YOUR GOAL =>
Please pull out every line in the records below that contains the word "whale" and copy each one unchanged.

++++++++++++++++++++

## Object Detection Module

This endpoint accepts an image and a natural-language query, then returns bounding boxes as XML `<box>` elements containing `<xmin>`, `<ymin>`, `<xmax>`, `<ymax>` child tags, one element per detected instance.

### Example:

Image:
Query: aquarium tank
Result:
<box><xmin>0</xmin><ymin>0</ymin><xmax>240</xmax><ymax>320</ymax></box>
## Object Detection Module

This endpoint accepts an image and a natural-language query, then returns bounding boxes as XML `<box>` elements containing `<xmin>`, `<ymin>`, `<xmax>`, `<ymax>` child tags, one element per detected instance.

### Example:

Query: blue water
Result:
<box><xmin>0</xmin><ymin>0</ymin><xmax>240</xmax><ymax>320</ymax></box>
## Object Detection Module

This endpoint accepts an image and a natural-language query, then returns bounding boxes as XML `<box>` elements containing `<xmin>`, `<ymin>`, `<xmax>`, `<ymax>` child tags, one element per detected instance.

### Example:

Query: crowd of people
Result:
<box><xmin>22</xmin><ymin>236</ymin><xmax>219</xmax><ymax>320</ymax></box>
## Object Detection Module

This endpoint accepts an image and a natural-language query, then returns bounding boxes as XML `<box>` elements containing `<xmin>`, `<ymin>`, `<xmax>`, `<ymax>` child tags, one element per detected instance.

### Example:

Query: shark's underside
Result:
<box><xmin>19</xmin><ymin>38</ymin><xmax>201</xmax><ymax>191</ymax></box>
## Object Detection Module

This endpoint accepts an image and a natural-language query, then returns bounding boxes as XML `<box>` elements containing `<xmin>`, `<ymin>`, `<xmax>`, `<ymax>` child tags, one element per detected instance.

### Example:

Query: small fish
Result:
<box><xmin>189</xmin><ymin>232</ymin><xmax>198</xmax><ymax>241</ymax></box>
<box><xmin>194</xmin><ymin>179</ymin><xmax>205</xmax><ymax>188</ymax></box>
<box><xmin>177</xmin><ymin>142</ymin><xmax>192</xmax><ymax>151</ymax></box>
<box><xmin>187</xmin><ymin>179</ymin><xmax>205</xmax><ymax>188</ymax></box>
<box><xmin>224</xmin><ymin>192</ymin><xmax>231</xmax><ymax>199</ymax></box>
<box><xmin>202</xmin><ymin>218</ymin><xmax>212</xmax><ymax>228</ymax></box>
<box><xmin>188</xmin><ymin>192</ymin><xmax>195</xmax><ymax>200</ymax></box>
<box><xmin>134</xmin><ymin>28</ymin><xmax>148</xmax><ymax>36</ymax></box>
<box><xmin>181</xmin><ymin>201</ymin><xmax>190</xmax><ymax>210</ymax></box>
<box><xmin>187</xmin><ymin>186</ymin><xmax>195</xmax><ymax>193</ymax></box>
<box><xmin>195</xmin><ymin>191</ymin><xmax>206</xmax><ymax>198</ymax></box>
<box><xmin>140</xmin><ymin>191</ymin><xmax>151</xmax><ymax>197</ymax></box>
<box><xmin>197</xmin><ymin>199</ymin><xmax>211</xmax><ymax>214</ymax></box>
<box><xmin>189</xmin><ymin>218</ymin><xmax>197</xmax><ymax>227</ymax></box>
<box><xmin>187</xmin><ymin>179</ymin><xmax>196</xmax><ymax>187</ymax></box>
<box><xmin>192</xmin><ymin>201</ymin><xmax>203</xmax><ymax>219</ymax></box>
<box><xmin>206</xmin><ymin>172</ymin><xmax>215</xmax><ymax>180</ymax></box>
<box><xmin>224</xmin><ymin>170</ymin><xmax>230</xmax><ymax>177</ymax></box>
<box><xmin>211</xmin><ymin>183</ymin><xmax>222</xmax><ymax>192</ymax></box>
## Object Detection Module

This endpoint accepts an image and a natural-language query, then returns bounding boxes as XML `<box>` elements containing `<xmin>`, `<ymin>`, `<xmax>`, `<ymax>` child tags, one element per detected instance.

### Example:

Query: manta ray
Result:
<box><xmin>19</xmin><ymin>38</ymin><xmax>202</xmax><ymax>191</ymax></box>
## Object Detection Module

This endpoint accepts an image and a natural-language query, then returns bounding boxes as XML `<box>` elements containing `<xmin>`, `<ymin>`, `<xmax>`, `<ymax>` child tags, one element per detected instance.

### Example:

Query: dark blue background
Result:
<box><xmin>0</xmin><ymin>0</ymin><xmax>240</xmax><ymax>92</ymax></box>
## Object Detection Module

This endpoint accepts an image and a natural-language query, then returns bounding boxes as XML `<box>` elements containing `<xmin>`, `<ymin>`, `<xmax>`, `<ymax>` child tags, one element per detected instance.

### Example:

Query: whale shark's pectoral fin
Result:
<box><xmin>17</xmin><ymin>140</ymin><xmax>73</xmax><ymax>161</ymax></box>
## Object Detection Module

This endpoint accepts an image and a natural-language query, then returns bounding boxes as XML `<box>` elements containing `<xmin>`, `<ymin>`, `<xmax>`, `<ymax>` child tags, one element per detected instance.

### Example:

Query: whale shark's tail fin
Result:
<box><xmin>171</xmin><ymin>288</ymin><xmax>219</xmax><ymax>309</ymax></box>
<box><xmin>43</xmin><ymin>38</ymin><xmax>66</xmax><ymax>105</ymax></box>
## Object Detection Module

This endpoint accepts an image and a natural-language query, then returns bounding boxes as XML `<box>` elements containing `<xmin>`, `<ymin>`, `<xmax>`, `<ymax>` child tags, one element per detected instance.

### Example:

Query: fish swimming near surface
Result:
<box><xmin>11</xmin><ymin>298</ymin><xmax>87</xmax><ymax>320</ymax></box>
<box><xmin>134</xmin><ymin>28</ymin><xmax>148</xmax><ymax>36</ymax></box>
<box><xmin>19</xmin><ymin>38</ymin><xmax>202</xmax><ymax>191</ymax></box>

++++++++++++++++++++

SOLUTION BELOW =>
Query: whale shark's pectoral fin
Query: whale shark's tail fin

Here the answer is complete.